Re: GILS Report available


Subject: Re: GILS Report available
Dan Schneider (schneidd@usdoj.gov)
Date: Mon, 10 Aug 1998 09:54:06 -0400 (EDT)


Date: Mon, 10 Aug 1998 09:54:06 -0400 (EDT)
From: Dan Schneider <schneidd@usdoj.gov>
To: Multiple recipients of list <gils@cni.org>
Subject: Re: GILS Report available
In-Reply-To: <199808092230.RAA13635@rgate2.ricochet.net>
Message-Id: <Pine.NEB.3.95.980810092656.4271B-100000@sleepy.usdoj.gov>

On Sun, 9 Aug 1998, Carl Hage <carl@chage.com> wrote:
>
> On 09 Aug 1998, Sebastian Hammer <quinn@indexdata.dk> wrote:
> >
> > On Fri, 7 Aug 1998, David Landsbergen <landsbergen.1@osu.edu> wrote:
> > >
> > > ...
> > > the tools must be available to these agencies to allow them to
> > > implement.
> >
> > I think the major challenge here is that the "tools" needed to manage
> > and manipulate GILS records depend heavily on the information
> > managament systems already in place at the institution.
>
> I agree, but the tools in place are often Wordperfect or MS-Word. If
> an agency has something like MARC/Z39 software, it may be relatively
> easy. Looking at the GILS records counts, a number like 14 for an
> agency means an IM system probably isn't being used. We also don't see
> existing data being converted (in US Federal GILS), e.g. the huge MOCAT
> database or the US Government Manual listing agencies.
>
> IM systems, in my opinion, are too much like isolated cathedrals run
> by high priests rather than like a bazzar of interacting common-folk.
> There's little sharing or exchange. Look at the US Federal IM, for
> example. Within access.gpo.gov the content of MOCAT, browse, and
> GILS@GPO are different. Even within GILS, there's no sharing of data.
> You can search GILS records at GPO, but only those hosted by GPO, and
> you need to follow links to other sites to search elsewhere. With disk
> drives costing $50/GB, it's practical for each GILS site to have a
> private copy of the entire US Federal IM holdings. Instead of building
> another set of more grandiose cathedrals, we need to build a bazzar.
>
> Instead of implementing a solution to the problem of distributed
> searches, we should be addressing the problem of duplicating and
> synchronizing metadata across parallel databases, each offering
> different access methods and reuse of the data. This isn't
> particularly difficult-- Usenet/NNTP has been doing this on a massive
> scale since before the Internet existed.

Goal A => Reproduce the part of the GILS mailing-list reply starting with "On Sun, 9 Aug" and going on through "at the institution.".

Provided information =>
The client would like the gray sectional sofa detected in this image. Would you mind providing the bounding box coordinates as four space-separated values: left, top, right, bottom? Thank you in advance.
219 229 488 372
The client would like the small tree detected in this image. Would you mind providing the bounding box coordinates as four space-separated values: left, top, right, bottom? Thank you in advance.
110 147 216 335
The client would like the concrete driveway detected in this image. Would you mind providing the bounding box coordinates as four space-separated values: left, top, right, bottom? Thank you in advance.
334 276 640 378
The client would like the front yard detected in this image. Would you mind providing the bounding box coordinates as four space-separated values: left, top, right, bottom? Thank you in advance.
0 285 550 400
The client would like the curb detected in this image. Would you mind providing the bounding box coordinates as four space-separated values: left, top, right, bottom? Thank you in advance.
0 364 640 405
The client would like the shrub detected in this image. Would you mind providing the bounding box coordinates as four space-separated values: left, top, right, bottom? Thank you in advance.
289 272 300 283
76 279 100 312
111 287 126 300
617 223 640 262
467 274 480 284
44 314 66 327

Goal B => Find every line in the listing that contains the word "concrete", and copy each one.

Expected answer A =>
On Sun, 9 Aug 1998, Carl Hage <carl@chage.com> wrote:
>
> On 09 Aug 1998, Sebastian Hammer <quinn@indexdata.dk> wrote:
> >
> > On Fri, 7 Aug 1998, David Landsbergen <landsbergen.1@osu.edu> wrote:
> > >
> > > ...
> > > the tools must be available to these agencies to allow them to
> > > implement.
> >
> > I think the major challenge here is that the "tools" needed to manage
> > and manipulate GILS records depend heavily on the information
> > managament systems already in place at the institution.

Expected answer B =>
The client would like the concrete driveway detected in this image. Would you mind providing the bounding box coordinates as four space-separated values: left, top, right, bottom? Thank you in advance.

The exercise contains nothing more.